DATA IN THIS EXERCISE –
*** Block opens ***
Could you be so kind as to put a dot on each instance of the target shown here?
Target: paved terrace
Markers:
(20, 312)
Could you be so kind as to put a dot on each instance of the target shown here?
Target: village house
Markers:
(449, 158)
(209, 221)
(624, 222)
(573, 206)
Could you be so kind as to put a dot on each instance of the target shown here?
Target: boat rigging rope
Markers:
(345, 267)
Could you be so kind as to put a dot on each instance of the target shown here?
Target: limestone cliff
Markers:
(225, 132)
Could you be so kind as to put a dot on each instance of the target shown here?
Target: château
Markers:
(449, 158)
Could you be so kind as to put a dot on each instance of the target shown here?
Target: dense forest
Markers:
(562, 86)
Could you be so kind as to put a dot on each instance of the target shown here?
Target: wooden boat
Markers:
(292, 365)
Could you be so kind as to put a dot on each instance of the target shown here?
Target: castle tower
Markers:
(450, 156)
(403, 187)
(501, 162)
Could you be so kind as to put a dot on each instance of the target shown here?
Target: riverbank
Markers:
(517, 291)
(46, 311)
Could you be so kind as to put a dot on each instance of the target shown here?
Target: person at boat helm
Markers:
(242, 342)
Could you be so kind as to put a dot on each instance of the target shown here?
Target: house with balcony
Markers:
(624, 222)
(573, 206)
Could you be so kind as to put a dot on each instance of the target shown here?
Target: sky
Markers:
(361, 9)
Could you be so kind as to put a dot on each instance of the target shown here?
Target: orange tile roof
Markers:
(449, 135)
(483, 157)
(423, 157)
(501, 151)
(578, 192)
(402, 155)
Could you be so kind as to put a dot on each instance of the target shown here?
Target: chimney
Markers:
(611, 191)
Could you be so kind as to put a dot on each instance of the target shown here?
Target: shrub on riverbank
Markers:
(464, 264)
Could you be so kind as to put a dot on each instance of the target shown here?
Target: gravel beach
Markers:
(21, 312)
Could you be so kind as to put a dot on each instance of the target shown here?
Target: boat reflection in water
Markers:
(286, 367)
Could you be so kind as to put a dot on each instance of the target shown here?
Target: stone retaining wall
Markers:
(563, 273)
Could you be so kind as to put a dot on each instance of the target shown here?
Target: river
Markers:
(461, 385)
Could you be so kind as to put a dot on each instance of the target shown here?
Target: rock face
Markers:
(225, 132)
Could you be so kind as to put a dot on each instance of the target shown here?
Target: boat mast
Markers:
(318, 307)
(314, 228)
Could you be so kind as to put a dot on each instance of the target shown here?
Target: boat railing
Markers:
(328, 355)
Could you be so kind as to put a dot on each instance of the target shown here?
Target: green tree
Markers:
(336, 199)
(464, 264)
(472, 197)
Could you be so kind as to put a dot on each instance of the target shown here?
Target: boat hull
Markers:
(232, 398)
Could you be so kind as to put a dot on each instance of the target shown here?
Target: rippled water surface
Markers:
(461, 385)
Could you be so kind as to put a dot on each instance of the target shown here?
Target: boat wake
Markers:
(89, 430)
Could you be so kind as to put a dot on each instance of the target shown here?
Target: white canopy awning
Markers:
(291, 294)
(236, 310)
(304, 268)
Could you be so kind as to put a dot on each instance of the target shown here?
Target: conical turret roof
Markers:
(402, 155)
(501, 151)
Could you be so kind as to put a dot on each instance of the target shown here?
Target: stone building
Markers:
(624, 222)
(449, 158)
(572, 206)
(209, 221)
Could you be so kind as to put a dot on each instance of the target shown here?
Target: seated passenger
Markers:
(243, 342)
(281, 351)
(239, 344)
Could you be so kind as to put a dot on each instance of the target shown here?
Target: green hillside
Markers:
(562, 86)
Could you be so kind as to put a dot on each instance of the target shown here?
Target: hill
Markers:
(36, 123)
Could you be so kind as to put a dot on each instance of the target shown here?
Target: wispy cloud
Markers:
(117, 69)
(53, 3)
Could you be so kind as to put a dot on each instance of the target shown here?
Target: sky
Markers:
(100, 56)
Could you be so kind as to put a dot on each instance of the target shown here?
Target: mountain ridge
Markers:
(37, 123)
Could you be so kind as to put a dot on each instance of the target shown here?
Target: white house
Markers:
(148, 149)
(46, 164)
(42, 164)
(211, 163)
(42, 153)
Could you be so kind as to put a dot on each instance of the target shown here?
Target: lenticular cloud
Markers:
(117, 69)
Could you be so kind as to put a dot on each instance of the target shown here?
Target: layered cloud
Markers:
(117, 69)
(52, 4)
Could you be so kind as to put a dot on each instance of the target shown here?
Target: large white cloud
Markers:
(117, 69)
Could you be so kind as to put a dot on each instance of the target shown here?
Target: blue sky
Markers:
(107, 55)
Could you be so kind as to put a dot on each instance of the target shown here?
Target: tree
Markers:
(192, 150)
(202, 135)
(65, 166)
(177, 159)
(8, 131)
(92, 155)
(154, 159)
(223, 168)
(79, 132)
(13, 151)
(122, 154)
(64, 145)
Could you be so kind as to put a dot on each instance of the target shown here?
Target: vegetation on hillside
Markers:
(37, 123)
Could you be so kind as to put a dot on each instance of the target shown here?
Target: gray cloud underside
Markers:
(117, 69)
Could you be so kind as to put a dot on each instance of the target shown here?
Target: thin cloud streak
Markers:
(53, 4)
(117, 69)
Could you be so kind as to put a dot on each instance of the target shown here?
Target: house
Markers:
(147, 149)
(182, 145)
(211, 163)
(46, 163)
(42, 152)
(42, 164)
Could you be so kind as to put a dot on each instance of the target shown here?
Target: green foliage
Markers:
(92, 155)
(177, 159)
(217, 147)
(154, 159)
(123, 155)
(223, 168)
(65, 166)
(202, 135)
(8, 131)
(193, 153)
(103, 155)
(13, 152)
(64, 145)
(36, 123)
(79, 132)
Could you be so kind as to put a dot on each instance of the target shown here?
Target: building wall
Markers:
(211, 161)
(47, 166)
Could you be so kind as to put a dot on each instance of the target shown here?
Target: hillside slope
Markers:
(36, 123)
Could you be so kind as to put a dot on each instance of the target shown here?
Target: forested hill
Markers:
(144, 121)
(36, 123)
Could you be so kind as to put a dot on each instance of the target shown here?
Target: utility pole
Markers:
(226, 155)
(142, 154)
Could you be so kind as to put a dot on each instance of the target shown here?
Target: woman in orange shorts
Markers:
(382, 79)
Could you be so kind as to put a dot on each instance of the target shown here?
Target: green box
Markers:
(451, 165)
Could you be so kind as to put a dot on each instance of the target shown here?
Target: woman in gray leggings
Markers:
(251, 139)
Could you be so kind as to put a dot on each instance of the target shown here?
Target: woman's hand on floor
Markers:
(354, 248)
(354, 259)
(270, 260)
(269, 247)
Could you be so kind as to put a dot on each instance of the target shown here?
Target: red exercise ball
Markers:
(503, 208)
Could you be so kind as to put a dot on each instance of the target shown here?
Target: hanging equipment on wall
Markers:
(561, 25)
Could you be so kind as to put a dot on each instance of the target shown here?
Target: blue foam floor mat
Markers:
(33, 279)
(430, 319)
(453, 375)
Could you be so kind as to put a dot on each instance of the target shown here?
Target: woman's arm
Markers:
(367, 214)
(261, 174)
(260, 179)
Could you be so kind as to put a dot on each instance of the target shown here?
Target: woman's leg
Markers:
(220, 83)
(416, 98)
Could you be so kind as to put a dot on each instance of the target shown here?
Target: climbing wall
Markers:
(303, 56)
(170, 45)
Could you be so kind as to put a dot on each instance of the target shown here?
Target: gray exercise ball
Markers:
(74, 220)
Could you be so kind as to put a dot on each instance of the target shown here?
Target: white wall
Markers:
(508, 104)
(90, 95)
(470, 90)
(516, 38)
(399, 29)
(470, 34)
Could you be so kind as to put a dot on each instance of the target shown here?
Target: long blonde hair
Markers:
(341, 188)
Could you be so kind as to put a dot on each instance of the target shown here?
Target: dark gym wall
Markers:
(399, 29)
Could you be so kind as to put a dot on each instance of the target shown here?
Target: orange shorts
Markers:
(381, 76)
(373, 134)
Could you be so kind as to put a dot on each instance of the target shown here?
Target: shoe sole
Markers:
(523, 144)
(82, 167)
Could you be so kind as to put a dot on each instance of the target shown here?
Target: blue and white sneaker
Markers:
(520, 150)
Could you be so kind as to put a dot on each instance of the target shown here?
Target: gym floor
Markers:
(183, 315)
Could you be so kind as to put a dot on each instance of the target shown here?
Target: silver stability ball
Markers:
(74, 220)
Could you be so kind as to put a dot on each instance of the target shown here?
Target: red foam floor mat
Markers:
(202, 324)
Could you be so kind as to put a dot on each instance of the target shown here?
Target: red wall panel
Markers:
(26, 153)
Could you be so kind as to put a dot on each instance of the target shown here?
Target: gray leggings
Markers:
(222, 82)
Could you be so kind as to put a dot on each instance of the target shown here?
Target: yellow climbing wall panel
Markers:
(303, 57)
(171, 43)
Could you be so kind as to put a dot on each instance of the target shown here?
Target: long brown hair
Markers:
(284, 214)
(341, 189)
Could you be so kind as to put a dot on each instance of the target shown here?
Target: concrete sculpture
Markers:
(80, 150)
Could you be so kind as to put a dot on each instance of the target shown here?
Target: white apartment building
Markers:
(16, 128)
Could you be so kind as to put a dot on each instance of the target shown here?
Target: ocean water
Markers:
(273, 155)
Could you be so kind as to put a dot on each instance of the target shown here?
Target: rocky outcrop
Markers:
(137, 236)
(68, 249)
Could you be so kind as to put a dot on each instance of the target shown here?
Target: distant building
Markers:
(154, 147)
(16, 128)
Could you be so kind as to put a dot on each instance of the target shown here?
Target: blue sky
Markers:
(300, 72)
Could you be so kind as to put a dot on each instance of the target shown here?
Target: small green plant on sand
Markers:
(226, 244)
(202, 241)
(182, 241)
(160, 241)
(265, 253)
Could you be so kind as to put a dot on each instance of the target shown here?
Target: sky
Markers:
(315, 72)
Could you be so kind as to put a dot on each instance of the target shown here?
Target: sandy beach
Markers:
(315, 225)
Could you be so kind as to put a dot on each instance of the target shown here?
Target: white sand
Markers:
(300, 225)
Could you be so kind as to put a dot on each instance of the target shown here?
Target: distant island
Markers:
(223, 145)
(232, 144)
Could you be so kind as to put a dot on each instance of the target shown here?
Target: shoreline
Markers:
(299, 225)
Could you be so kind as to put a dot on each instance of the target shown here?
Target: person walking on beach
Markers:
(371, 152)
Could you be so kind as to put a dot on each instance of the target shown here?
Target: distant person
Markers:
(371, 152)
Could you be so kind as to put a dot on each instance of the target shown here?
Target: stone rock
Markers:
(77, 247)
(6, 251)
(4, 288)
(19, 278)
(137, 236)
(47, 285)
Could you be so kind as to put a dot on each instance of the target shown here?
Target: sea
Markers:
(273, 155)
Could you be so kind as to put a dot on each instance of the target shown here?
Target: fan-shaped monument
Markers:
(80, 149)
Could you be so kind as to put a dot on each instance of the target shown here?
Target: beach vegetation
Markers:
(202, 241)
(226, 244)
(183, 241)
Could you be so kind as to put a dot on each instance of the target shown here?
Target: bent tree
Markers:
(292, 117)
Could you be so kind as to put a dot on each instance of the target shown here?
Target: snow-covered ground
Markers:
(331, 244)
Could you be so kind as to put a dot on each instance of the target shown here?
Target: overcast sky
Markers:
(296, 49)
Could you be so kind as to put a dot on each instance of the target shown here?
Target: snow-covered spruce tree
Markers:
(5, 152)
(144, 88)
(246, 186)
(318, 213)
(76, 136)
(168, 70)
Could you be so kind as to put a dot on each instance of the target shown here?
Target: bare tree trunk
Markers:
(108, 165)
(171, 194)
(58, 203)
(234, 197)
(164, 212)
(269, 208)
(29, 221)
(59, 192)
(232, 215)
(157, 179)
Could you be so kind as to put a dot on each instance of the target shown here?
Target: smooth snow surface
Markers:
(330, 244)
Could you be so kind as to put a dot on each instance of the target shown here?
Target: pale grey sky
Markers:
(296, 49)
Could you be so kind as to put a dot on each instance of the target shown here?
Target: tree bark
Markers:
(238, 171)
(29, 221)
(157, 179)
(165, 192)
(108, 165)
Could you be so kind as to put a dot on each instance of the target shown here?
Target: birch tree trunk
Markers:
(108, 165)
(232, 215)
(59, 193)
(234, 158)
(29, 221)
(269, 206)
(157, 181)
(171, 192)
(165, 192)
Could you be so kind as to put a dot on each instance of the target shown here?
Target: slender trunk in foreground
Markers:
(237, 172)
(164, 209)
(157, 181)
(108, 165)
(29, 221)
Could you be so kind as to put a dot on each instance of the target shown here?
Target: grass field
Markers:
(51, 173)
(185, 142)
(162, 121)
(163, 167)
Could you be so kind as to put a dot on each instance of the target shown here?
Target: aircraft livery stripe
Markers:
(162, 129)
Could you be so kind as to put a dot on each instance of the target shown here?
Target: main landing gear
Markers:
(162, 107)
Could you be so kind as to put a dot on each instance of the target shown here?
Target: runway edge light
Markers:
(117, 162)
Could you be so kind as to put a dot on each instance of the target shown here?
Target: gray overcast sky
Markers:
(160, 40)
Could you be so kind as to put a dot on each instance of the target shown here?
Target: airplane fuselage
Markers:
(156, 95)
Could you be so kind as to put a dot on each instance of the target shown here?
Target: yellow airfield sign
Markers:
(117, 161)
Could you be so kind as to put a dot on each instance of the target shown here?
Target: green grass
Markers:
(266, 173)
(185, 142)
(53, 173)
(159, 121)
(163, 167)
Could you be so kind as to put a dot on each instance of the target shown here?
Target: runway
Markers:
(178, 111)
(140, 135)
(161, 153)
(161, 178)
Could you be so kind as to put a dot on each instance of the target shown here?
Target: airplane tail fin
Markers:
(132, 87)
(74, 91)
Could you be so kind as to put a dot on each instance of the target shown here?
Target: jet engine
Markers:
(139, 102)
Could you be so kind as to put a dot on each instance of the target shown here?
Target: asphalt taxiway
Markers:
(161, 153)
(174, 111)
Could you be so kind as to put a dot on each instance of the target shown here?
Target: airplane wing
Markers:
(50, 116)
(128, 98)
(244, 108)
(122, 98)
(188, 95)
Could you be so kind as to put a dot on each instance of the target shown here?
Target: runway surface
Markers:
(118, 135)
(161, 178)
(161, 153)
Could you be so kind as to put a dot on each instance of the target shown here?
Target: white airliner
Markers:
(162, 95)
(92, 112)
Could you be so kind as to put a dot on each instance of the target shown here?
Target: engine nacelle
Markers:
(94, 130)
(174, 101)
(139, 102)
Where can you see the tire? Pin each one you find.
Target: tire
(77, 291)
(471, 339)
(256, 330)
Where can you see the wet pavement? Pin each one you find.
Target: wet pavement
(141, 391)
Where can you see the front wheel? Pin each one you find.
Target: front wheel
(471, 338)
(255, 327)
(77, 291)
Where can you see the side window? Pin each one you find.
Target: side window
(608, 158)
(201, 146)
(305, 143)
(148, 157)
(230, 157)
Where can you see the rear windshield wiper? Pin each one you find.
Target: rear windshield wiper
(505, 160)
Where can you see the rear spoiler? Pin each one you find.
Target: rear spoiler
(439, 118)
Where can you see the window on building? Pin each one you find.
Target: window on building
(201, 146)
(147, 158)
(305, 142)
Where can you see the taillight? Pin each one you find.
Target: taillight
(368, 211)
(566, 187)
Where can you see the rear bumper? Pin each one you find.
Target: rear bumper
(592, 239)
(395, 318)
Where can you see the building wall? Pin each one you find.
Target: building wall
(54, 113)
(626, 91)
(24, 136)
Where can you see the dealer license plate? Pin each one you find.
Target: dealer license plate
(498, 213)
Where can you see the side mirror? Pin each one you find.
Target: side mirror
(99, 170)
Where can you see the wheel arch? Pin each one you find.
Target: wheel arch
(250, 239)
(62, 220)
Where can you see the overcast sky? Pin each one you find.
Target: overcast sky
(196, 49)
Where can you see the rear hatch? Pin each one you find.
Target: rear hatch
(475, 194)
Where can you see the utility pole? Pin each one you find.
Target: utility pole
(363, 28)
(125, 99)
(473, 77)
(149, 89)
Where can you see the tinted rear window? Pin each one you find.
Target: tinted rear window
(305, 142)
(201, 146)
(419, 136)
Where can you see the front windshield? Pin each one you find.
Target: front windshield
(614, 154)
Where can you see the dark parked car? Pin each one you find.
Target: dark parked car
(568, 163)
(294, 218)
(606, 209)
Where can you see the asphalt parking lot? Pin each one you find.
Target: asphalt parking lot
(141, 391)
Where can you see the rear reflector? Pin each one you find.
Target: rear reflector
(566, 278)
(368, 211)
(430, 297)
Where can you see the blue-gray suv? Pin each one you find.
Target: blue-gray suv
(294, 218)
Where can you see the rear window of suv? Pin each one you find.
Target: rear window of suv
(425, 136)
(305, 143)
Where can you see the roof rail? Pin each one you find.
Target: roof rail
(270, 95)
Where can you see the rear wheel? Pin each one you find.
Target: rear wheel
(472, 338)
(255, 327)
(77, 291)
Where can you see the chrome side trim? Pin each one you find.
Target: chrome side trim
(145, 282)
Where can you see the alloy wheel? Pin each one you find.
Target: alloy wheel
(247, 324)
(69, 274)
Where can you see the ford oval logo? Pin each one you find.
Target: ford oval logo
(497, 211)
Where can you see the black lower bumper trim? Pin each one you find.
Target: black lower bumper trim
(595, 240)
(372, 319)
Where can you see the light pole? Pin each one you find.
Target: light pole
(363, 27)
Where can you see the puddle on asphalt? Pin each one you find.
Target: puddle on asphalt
*** Block closes ***
WHAT THE TASK ASKS – Report the count, and only the count, of lines in the records above that contain "green".

TASK ANSWER – 6